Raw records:
# # # #

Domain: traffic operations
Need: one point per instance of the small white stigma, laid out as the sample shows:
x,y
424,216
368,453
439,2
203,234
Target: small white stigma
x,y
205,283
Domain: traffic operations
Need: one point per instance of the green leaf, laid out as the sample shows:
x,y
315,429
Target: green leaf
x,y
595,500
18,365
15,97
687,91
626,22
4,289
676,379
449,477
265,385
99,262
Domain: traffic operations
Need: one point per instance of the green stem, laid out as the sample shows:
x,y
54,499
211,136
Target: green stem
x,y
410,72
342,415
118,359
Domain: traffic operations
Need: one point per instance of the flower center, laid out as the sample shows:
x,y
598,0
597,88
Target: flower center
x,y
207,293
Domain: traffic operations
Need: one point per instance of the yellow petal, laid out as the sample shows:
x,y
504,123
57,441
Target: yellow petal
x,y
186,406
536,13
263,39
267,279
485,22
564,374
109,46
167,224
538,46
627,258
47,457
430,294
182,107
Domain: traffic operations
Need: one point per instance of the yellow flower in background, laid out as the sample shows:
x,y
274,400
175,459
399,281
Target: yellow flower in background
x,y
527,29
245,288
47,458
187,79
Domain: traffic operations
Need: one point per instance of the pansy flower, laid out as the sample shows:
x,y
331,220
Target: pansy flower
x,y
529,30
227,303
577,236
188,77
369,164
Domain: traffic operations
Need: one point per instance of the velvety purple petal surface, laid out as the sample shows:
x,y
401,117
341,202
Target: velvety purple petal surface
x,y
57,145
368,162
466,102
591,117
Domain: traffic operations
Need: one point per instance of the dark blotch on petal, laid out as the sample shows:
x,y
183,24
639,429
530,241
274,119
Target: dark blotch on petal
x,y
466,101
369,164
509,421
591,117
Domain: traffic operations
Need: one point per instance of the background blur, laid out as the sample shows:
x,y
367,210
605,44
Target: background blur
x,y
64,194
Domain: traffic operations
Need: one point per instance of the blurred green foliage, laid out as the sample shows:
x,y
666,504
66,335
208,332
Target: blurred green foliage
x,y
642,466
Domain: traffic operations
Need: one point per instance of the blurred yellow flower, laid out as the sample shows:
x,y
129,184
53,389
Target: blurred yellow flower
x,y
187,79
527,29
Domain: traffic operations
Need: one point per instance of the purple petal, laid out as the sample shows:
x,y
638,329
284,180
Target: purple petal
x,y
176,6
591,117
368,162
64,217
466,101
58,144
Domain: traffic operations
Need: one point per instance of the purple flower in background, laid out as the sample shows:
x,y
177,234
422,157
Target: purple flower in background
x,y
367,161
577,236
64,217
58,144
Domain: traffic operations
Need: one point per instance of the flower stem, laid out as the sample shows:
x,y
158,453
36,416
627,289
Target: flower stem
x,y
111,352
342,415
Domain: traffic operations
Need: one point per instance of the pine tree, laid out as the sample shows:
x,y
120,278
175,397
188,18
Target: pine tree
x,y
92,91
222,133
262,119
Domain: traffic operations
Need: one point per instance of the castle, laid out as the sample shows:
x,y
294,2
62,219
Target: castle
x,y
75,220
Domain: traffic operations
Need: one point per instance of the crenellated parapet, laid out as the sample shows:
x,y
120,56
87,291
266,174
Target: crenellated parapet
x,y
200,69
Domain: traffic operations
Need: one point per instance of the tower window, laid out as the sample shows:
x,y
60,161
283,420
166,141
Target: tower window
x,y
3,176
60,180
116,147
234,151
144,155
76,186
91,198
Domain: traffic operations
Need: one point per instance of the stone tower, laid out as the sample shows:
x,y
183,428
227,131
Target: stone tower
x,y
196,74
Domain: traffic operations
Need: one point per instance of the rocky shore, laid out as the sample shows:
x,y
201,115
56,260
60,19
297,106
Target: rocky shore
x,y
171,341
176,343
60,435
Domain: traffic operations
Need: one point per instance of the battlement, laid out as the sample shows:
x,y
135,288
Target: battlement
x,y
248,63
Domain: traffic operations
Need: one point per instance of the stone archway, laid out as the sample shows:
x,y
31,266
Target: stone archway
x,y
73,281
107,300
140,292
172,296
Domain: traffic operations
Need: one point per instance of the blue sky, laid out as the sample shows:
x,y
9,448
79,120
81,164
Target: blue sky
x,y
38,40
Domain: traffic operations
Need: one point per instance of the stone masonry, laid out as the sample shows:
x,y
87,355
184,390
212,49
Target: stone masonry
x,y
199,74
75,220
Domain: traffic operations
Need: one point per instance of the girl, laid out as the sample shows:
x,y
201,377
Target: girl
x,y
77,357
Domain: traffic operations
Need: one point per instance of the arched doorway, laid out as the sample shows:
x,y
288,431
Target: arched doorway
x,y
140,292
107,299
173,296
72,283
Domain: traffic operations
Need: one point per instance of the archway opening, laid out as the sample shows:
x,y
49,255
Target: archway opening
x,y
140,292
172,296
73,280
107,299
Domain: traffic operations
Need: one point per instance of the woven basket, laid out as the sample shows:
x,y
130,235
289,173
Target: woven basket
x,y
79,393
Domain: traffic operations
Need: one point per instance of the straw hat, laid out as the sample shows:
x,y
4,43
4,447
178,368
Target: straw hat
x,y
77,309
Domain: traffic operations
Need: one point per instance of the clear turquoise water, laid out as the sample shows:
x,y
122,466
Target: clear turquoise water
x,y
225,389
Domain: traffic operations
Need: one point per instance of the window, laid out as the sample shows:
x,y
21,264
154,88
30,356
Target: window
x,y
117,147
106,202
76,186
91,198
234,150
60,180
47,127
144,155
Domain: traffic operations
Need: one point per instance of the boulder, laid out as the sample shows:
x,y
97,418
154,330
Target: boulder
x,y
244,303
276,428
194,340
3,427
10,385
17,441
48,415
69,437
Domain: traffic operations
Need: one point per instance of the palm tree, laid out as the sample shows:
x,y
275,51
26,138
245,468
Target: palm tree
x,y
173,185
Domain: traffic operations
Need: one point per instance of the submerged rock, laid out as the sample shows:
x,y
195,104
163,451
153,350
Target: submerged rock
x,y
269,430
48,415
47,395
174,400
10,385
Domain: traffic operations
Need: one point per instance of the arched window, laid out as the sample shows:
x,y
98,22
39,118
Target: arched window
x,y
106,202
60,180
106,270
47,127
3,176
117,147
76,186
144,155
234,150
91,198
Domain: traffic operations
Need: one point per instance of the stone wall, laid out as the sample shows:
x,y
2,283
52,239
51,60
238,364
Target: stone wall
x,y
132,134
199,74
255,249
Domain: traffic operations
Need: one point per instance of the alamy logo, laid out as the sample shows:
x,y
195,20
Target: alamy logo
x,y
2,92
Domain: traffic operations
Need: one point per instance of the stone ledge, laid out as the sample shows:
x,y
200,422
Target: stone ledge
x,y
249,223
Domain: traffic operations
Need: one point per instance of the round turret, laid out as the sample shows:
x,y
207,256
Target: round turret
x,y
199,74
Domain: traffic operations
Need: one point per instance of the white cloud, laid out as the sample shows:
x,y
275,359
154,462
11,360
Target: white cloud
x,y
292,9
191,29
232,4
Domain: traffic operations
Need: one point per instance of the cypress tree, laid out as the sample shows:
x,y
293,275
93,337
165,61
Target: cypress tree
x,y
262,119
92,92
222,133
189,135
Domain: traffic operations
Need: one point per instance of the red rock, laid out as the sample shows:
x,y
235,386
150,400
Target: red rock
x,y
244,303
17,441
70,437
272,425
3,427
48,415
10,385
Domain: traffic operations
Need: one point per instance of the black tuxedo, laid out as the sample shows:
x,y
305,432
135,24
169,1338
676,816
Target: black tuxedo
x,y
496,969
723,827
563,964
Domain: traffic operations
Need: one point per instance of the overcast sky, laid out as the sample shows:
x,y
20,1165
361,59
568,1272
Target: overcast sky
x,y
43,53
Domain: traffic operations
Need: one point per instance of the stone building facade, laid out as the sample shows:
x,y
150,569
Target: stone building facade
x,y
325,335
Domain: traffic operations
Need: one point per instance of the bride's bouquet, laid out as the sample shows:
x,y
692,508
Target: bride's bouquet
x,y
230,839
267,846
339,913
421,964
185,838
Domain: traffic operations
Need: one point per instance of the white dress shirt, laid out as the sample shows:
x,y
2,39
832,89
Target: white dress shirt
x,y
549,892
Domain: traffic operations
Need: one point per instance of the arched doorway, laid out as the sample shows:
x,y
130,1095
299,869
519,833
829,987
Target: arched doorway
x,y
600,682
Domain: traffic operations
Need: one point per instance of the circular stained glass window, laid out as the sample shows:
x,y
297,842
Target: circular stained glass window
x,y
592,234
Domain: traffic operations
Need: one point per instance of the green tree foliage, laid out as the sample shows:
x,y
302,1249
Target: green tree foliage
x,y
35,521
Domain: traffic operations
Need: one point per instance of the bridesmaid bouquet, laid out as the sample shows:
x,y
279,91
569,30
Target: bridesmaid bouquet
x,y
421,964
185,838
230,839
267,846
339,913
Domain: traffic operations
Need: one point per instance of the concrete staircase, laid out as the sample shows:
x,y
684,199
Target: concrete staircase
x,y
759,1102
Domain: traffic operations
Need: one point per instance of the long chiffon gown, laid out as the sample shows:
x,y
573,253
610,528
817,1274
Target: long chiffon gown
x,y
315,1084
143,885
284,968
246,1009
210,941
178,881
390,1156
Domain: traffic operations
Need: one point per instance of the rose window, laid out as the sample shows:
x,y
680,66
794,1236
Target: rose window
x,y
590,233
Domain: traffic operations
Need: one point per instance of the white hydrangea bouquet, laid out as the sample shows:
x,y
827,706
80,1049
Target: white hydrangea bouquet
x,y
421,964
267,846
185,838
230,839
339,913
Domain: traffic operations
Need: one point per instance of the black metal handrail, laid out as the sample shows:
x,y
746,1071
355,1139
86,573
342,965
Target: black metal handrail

# # # #

Please pull out every line of the entries above that contains the string "cypress", matching case exactly.

Need: one point per instance of the cypress tree, laid out as the sample shows:
Target: cypress tree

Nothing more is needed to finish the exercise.